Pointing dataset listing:
•••
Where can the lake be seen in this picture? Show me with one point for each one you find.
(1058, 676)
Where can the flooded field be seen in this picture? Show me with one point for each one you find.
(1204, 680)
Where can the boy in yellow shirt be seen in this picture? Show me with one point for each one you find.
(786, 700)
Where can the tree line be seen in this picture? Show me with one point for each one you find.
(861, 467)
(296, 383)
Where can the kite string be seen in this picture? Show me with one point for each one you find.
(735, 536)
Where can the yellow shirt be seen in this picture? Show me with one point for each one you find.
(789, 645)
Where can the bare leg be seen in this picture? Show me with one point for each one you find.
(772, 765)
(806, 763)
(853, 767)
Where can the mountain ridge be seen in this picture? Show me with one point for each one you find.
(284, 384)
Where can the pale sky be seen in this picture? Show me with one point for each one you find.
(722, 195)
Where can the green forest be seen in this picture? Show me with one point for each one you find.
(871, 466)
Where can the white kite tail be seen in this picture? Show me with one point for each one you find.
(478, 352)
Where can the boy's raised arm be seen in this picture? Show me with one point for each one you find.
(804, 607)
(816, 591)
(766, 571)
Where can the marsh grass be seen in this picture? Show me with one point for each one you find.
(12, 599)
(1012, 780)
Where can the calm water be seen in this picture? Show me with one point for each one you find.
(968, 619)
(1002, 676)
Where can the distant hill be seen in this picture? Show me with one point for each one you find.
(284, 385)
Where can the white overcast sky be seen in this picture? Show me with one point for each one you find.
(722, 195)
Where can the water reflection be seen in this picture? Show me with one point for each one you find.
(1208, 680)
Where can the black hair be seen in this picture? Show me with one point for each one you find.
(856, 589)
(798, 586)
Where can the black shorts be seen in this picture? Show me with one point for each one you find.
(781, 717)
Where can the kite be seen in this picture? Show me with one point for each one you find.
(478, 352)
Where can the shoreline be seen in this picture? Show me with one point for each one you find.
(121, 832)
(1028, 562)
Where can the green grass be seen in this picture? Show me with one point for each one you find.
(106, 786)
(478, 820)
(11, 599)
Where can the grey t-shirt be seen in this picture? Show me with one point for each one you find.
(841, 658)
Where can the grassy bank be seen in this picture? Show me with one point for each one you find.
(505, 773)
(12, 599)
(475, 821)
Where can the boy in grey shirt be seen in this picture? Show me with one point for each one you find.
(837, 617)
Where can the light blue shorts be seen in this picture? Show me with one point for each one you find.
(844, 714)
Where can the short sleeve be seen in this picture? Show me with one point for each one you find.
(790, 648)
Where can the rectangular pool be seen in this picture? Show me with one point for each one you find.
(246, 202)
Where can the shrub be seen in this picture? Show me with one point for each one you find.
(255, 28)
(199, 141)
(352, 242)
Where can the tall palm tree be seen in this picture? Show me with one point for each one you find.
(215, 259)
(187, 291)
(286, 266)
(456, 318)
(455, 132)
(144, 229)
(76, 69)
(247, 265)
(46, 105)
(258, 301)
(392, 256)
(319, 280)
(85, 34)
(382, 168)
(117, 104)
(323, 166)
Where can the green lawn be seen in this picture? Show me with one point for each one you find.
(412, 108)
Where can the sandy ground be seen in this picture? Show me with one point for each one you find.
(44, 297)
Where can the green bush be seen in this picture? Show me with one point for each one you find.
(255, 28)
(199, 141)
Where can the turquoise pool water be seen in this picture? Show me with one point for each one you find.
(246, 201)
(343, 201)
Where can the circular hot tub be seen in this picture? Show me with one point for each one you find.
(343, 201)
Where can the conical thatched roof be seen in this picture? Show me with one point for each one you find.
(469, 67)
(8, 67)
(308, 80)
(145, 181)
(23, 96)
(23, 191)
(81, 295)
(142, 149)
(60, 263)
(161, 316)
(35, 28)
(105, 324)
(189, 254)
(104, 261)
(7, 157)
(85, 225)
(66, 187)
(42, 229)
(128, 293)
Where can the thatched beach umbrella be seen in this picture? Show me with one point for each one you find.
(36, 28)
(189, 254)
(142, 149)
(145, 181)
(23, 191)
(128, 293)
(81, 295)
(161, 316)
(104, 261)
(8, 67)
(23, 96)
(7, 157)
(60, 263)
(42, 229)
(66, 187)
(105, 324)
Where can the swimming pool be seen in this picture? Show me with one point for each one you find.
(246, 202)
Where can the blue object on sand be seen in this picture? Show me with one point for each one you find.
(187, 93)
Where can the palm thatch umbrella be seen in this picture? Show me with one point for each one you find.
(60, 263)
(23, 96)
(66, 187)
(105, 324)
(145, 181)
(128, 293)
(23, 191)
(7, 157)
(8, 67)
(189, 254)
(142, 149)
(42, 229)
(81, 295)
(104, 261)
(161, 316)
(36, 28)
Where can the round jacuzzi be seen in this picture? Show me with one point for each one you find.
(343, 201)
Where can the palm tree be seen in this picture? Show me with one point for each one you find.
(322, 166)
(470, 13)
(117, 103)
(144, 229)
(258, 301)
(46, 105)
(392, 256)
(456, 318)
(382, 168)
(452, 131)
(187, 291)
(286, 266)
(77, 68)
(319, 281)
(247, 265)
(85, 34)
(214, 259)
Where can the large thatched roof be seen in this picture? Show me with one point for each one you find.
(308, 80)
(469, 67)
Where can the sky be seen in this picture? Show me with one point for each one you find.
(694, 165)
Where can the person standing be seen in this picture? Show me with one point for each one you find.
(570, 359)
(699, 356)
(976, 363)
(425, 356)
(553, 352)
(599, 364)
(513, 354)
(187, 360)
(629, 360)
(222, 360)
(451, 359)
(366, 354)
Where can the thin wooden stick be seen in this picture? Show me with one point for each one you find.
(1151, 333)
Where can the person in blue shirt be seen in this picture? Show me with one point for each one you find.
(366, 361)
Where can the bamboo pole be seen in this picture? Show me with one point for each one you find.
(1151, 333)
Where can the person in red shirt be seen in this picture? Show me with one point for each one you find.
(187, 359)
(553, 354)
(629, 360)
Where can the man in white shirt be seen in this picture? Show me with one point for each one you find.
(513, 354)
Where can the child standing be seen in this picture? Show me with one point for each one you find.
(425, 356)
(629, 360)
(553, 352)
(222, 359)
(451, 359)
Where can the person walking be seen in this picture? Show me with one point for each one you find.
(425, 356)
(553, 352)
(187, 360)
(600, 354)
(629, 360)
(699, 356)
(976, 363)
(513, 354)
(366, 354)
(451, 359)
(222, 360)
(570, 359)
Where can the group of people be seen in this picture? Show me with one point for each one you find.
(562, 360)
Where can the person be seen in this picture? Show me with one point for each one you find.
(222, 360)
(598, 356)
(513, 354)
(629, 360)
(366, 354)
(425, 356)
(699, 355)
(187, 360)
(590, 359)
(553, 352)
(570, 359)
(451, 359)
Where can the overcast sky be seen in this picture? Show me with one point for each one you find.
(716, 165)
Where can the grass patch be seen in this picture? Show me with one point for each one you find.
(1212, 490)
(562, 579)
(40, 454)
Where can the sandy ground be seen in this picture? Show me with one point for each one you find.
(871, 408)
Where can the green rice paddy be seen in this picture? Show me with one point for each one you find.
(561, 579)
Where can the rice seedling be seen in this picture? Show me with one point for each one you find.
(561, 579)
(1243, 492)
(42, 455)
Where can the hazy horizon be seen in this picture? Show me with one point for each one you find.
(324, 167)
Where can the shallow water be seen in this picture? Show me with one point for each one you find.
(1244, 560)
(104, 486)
•••
Problem: Turn the listing into a two-column CSV with the columns text and points. Each row should pair one line of wording with every point given under it, with each field in double quotes and any line breaks replaced by spaces.

Result of this task:
text,points
"Where can the lake be seen in this picture? Show me with one point for each one you find.","(1058, 676)"
"Where can the flooded field be seen in this picture? Show me with one point for each one you find.","(1204, 680)"
"Where can the boy in yellow shirt be seen in this picture? Show me with one point for each one you find.","(786, 700)"
"Where can the tree line be seen in this picture? Show me with one point for each one you find.","(861, 467) (296, 383)"
"Where can the kite string be seen in this picture? Show me with one point for each one you find.","(735, 536)"
"Where can the yellow shirt be seen in this picture? Show me with one point for each one you find.","(789, 645)"
"Where can the bare leg be seen in this picture? Show me with one point for each one you find.","(772, 765) (806, 763) (853, 767)"
"Where can the mountain ridge be seen in this picture? Show me with one point for each one you find.","(284, 384)"
"Where can the pale sky be seen in this picture? Show me with one point for each one you find.","(722, 195)"
"Where can the green forest be seen in this picture? Show me with one point for each one you find.","(871, 466)"
"Where can the white kite tail be seen in this picture? Show me with one point for each one you find.","(478, 352)"
"Where can the boy's raised arm be seen in this picture? Show me with one point for each one you find.","(804, 607) (816, 591) (766, 571)"
"Where can the marsh grass be seen in this picture? Show me with one point for each one you find.","(12, 599) (1012, 780)"
"Where can the calm water be seen in this picture? Show me with one point for each one you find.","(968, 619) (1002, 676)"
"Where can the distant hill be seen in this picture? Show me with one point for each one you find.","(284, 385)"
"Where can the white overcast sky be seen in this picture? Show me with one point for each one you find.","(722, 195)"
"Where can the water reflection be seen in this picture? Show me with one point for each one you find.","(1208, 680)"
"Where can the black hair be seen in this picture? Show me with one point for each one you find.","(856, 589) (798, 586)"
"Where can the black shorts be seen in this picture? Show me with one point for each one you find.","(781, 717)"
"Where can the kite be seen in this picture? Show me with one point for each one you find.","(478, 352)"
"Where can the shoreline be seen in this picture? Show me with one point for each one you find.","(121, 832) (1028, 562)"
"Where can the green grass be seen in this picture? Show me with one point for each one you find.","(106, 786) (478, 820) (11, 599)"
"Where can the grey t-shirt be seen in this picture? Show me with one point for each one you find.","(841, 658)"
"Where can the grassy bank be seen in this picture? Show me with one point for each one you find.","(505, 773) (12, 599) (475, 821)"
"Where can the boy in grey shirt be seen in this picture? Show me with one point for each one you find.","(837, 617)"
"Where can the light blue shorts be seen in this picture? Show me with one point for each one you find.","(844, 714)"
"Where can the short sleeve be seen in this picture? Show me with one point for each one you find.","(790, 648)"
"Where can the rectangular pool be seen in this picture? Show me with one point for each one you find.","(246, 202)"
"Where can the shrub be seen in this picture? Show me with one point for each one you find.","(255, 28) (199, 141) (352, 242)"
"Where can the tall palm tree be seen in this picture? Show me with one point for each one you find.","(215, 259) (187, 291) (286, 266) (456, 318) (455, 132) (144, 229) (76, 69) (247, 265) (46, 105) (258, 301) (392, 256) (319, 280) (85, 34) (382, 168) (117, 104) (323, 166)"
"Where can the green lawn be seen in this picture? Show me with one point for each one you find.","(412, 108)"
"Where can the sandy ground be seen in this picture? Show me with one point for each one you find.","(44, 297)"
"Where can the green bush be seen in this picture? Show me with one point for each one you find.","(255, 28) (199, 141)"
"Where can the turquoise pool water be seen in this picture? Show me with one point for each one you find.","(246, 201) (343, 201)"
"Where can the circular hot tub be seen in this picture? Show me with one point for each one you find.","(343, 201)"
"Where can the conical thatched roof be seen in this picture? Show me with one point for each one you find.","(469, 67) (8, 67) (308, 80) (145, 181) (23, 96) (23, 191) (81, 295) (142, 149) (60, 263) (161, 316) (35, 28) (105, 324) (189, 254) (104, 261) (7, 157) (85, 225) (66, 187) (42, 229) (128, 293)"
"Where can the thatched beach umbrella be seen in this picture? Show me with one point for each one you find.","(36, 28) (189, 254) (142, 149) (145, 181) (23, 191) (128, 293) (81, 295) (161, 316) (104, 261) (8, 67) (23, 96) (7, 157) (60, 263) (42, 229) (66, 187) (105, 324)"
"Where can the swimming pool be seen in this picture? Show me with one point for each one you find.","(246, 202)"
"Where can the blue object on sand be seen in this picture? Show me with one point for each one you find.","(187, 93)"
"Where can the palm thatch umbrella be seen in this picture? Show me with one point for each one you find.","(60, 263) (23, 96) (66, 187) (105, 324) (145, 181) (128, 293) (23, 191) (7, 157) (8, 67) (189, 254) (142, 149) (42, 229) (81, 295) (104, 261) (161, 316) (36, 28)"
"Where can the round jacuzzi be seen in this picture? Show me with one point for each one you find.","(343, 201)"
"Where can the palm tree be seen in this picture? Show me with one point for each one you find.","(322, 166) (470, 13) (117, 103) (144, 229) (258, 301) (46, 105) (392, 256) (456, 318) (382, 168) (452, 131) (187, 291) (286, 266) (77, 68) (319, 281) (247, 265) (85, 34) (214, 259)"
"Where can the large thatched roof be seen in this picture? Show me with one point for each one you find.","(308, 80) (469, 67)"
"Where can the sky be seen in this picture? Show me with one point for each one you find.","(694, 165)"
"Where can the person standing be seen in this picture? Show me with one point for each one you find.","(570, 359) (699, 356) (976, 363) (425, 356) (553, 352) (599, 364) (513, 354) (187, 360) (629, 360) (222, 360) (451, 359) (366, 354)"
"Where can the thin wooden stick be seen in this picture? Show me with one point for each one you find.","(1151, 333)"
"Where can the person in blue shirt be seen in this picture? Show me with one point for each one you find.","(366, 361)"
"Where can the bamboo pole be seen in this picture? Show me with one point for each one you find.","(1151, 333)"
"Where can the person in red shirt be seen in this picture? Show me with one point for each one you find.","(187, 359) (553, 354) (629, 360)"
"Where can the man in white shirt be seen in this picture? Show me with one point for each one you find.","(513, 354)"
"Where can the child standing be seen in this picture? Show me with one point for each one you find.","(425, 356) (629, 360) (553, 352) (222, 359) (451, 359)"
"Where can the person walking be seen in this picture? Show me with one point for each one you find.","(425, 356) (553, 352) (187, 360) (600, 354) (629, 360) (699, 356) (976, 363) (513, 354) (366, 354) (451, 359) (222, 360) (570, 359)"
"Where can the group of people be seen in this picture? Show me with one point for each one you find.","(562, 360)"
"Where can the person be seen in this picture? Show me with one point for each one you find.","(222, 360) (598, 356) (513, 354) (629, 360) (366, 354) (425, 356) (699, 355) (187, 360) (590, 359) (553, 352) (570, 359) (451, 359)"
"Where can the overcast sky be seen in this picture? Show me with one point for each one you find.","(716, 165)"
"Where can the grass patch be seen in this picture? Show me with one point for each one you find.","(1212, 490) (562, 579) (40, 454)"
"Where can the sandy ground be seen in this picture? Show me with one point for each one you find.","(871, 408)"
"Where can the green rice paddy be seen in this picture? Show me with one point for each one you find.","(561, 579)"
"Where can the rice seedling be seen in this picture? Show me with one point for each one you find.","(561, 579) (1243, 492) (42, 455)"
"Where can the hazy horizon be seen in this picture? Show me with one point for each one you find.","(324, 167)"
"Where can the shallow water be seen in this picture? Show me with one point for each one you find.","(1244, 560) (104, 486)"